--- start Stored rows ---
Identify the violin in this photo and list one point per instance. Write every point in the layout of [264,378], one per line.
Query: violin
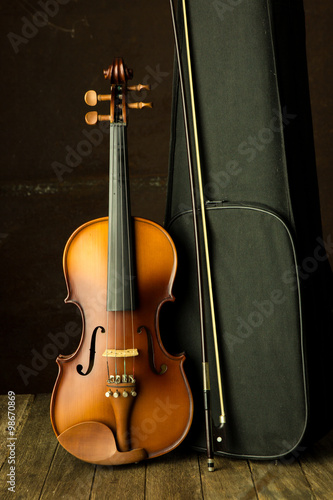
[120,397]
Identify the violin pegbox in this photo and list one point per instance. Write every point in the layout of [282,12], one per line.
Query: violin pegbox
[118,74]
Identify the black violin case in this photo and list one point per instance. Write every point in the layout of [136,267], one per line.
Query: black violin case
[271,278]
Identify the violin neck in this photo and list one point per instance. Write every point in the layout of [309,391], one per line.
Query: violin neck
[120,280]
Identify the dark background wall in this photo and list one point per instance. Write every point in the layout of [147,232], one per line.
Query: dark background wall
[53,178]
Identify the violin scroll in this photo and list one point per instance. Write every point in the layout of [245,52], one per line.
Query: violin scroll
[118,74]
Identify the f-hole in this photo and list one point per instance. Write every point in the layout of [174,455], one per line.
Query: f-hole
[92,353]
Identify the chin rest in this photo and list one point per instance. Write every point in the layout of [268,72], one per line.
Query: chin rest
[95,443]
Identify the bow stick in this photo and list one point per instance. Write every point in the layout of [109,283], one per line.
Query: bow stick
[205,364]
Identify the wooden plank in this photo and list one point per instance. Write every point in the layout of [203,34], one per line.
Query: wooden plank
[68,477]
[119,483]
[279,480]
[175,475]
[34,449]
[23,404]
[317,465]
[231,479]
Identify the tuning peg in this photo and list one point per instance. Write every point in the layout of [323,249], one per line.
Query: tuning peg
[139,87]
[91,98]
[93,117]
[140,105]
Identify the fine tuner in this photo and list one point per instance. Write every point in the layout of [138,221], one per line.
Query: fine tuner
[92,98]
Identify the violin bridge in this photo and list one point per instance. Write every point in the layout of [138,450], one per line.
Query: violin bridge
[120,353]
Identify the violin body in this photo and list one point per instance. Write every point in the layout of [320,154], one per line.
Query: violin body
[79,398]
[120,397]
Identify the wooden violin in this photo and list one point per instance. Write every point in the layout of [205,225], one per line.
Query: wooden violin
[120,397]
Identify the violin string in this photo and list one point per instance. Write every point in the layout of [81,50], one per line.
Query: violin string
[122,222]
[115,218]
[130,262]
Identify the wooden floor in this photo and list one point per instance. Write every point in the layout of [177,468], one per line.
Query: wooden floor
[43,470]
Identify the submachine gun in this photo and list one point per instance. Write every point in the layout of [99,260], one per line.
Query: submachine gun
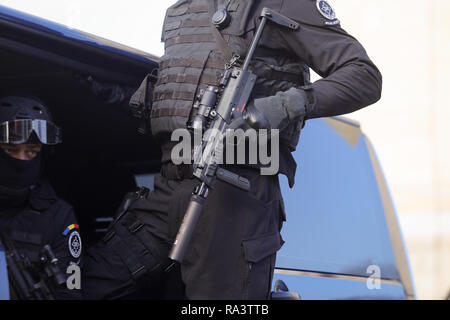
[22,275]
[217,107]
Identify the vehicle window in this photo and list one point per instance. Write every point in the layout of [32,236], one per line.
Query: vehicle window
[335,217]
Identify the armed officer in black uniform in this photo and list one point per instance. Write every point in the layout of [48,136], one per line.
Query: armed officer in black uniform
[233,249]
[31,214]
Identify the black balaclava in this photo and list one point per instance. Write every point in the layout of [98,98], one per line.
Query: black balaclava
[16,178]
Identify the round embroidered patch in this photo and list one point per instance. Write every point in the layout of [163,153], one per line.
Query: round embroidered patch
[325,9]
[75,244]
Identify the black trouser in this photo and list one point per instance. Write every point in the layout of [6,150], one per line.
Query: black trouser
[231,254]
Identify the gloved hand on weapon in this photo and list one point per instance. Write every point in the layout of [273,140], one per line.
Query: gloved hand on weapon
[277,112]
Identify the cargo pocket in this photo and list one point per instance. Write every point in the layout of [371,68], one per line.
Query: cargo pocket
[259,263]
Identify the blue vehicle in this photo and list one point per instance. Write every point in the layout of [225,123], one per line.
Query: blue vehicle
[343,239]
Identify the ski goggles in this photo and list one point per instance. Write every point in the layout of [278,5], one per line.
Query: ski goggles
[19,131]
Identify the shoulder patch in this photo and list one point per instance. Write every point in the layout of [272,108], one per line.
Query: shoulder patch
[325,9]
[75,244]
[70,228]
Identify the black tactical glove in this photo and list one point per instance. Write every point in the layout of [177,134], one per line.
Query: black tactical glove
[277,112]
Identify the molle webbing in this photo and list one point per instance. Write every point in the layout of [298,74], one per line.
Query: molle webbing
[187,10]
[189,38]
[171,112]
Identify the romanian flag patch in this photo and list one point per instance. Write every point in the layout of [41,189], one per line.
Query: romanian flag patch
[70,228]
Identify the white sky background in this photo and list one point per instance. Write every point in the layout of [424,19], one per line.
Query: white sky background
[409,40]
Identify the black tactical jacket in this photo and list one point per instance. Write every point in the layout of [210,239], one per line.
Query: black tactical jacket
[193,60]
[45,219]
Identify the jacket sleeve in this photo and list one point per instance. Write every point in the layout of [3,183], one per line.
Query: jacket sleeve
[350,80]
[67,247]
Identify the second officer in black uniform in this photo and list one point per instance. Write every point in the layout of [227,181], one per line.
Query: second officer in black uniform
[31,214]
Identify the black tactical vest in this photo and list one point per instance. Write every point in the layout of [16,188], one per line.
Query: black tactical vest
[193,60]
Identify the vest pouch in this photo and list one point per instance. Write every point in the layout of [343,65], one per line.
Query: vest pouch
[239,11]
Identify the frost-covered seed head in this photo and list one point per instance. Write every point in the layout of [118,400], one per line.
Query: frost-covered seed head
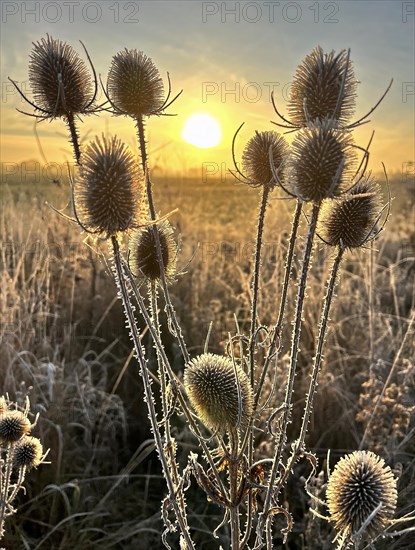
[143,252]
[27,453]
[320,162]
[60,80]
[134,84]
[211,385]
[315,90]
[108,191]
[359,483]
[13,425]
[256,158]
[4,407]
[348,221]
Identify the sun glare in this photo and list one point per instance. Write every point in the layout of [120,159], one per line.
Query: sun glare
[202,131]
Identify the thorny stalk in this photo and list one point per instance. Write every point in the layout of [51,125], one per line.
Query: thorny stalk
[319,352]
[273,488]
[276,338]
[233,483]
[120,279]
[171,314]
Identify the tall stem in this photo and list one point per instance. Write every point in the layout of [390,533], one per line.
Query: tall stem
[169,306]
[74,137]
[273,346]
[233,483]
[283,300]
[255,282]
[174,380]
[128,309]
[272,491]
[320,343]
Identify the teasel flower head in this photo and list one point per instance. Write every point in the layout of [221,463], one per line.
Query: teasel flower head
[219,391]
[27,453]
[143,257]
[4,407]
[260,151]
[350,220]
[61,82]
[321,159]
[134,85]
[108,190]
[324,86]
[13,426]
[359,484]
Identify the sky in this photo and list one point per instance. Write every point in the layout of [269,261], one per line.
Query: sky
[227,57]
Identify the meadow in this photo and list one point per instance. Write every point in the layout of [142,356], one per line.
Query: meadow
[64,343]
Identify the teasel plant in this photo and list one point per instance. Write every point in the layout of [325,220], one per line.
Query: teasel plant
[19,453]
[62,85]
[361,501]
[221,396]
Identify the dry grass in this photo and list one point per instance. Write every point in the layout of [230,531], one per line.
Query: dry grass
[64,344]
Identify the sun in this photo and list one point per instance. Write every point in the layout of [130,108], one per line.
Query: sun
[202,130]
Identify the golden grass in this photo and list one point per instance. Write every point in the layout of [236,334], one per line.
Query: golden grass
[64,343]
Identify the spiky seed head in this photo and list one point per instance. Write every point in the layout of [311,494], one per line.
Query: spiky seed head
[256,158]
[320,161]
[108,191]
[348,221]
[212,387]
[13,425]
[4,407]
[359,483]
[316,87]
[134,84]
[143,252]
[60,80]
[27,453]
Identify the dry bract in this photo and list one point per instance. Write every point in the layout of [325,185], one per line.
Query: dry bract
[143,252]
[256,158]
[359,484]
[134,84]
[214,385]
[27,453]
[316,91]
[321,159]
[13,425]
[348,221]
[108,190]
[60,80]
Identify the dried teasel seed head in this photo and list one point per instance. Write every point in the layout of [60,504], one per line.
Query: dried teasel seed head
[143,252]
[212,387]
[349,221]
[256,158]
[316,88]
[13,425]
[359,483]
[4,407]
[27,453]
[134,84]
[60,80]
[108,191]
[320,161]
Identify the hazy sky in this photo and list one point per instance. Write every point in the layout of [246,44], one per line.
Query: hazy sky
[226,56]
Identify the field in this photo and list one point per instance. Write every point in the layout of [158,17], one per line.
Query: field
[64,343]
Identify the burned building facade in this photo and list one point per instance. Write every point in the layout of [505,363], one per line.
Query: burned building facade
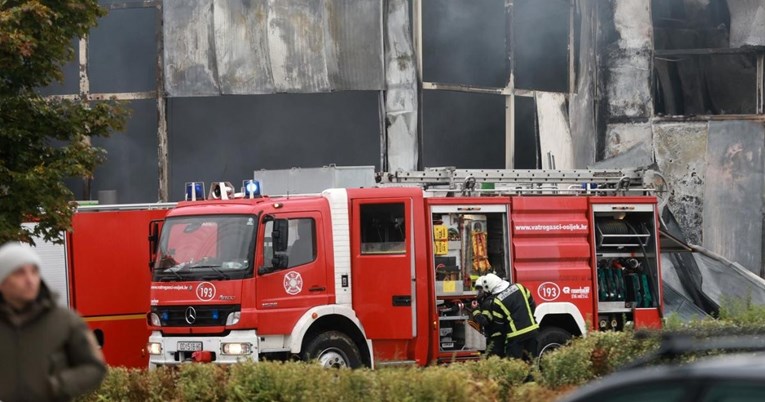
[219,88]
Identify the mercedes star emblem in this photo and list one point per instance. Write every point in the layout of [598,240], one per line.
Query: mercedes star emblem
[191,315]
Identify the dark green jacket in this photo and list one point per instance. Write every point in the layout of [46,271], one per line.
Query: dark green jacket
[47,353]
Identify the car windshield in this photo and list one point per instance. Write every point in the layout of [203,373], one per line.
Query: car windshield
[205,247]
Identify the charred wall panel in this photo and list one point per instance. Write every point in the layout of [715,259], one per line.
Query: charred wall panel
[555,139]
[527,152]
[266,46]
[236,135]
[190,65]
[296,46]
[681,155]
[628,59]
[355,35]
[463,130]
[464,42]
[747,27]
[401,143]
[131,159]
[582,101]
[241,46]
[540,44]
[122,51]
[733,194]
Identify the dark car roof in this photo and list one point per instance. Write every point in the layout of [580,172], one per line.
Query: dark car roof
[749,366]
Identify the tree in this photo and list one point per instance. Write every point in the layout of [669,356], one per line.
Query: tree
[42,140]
--- end Stored rows ---
--- start Stored rows ---
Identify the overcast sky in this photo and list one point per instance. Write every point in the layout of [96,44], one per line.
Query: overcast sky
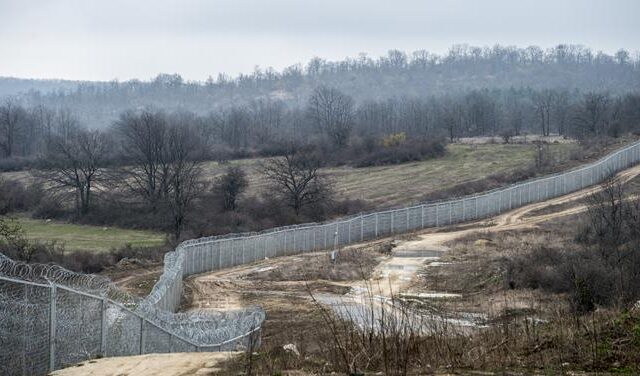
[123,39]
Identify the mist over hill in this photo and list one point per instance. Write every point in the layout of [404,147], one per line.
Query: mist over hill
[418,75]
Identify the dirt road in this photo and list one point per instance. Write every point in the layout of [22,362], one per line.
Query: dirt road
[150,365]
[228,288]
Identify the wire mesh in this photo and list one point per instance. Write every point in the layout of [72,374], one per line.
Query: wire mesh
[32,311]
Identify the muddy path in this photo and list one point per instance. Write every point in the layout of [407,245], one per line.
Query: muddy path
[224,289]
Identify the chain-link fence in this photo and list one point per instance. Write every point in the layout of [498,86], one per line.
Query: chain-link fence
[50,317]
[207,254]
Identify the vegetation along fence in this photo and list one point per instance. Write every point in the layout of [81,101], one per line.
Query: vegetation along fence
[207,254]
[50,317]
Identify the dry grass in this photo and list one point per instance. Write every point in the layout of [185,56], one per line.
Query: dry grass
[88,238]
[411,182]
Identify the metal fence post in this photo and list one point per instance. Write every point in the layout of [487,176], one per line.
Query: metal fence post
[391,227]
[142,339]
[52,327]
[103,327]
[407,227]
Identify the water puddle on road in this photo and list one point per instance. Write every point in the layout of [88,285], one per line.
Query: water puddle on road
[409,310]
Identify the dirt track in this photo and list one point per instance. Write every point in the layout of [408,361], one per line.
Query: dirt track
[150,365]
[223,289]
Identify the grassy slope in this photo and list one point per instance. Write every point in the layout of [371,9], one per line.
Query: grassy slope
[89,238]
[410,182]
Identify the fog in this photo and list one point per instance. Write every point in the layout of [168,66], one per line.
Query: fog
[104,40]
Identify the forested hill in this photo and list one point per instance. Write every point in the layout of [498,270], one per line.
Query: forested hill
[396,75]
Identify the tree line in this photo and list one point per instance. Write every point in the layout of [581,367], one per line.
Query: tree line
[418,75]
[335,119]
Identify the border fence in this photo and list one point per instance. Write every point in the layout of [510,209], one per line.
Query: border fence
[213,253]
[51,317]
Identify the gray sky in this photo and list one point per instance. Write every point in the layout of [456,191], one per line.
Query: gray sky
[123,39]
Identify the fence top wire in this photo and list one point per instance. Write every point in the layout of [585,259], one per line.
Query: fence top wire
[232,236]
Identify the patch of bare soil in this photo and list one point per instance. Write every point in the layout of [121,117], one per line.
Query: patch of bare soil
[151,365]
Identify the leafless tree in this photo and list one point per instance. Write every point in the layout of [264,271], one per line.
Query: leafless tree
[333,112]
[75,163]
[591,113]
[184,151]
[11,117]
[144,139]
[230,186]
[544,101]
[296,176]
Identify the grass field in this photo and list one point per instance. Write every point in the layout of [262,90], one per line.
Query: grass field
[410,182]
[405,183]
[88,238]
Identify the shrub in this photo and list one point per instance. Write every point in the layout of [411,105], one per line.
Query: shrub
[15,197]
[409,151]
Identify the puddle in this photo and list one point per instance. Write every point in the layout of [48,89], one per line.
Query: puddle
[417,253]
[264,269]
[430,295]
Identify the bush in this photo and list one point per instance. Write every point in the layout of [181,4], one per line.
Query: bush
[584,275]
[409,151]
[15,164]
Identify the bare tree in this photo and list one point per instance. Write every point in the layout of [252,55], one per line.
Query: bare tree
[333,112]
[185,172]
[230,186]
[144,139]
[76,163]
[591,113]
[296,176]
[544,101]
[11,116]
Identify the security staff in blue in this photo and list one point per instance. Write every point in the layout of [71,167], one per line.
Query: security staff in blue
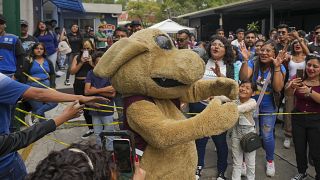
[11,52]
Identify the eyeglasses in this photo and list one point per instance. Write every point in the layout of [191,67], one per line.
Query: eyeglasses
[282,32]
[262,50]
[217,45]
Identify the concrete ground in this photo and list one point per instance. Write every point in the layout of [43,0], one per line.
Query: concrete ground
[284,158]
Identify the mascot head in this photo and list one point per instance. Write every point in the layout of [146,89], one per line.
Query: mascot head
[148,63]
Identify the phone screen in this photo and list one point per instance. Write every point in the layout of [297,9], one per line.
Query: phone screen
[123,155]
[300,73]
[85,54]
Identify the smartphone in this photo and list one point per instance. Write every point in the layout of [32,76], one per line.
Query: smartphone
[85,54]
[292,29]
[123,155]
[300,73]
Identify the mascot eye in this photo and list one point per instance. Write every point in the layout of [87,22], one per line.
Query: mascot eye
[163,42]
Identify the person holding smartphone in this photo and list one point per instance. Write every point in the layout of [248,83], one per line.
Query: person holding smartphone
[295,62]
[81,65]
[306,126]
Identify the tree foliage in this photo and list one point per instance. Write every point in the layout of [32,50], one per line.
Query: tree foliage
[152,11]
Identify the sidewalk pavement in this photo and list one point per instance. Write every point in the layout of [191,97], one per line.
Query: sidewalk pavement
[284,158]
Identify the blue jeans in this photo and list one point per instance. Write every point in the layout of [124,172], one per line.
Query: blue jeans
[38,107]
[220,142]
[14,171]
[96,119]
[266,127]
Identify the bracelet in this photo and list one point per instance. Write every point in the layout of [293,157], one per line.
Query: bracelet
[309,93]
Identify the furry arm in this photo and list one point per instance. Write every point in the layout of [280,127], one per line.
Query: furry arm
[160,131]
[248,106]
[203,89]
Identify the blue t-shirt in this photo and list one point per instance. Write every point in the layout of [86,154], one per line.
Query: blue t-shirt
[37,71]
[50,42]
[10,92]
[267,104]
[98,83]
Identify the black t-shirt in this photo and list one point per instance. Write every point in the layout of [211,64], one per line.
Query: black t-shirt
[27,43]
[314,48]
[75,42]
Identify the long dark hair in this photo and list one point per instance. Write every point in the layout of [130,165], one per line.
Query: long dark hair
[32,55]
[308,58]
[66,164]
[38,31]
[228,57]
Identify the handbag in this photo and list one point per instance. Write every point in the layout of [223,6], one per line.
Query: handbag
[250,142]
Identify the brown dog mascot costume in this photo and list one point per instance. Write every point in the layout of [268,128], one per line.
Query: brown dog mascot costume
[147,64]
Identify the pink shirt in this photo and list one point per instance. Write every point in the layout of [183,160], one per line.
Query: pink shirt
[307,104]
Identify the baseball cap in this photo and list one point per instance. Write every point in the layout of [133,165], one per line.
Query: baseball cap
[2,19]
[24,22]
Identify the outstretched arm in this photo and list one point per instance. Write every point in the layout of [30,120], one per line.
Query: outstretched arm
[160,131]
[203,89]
--- end Stored rows ---
# [Written problem]
Please count how many lines of the records contain the string "field", treating uppercase and lowercase as different, and reply with only that number.

# [Task result]
4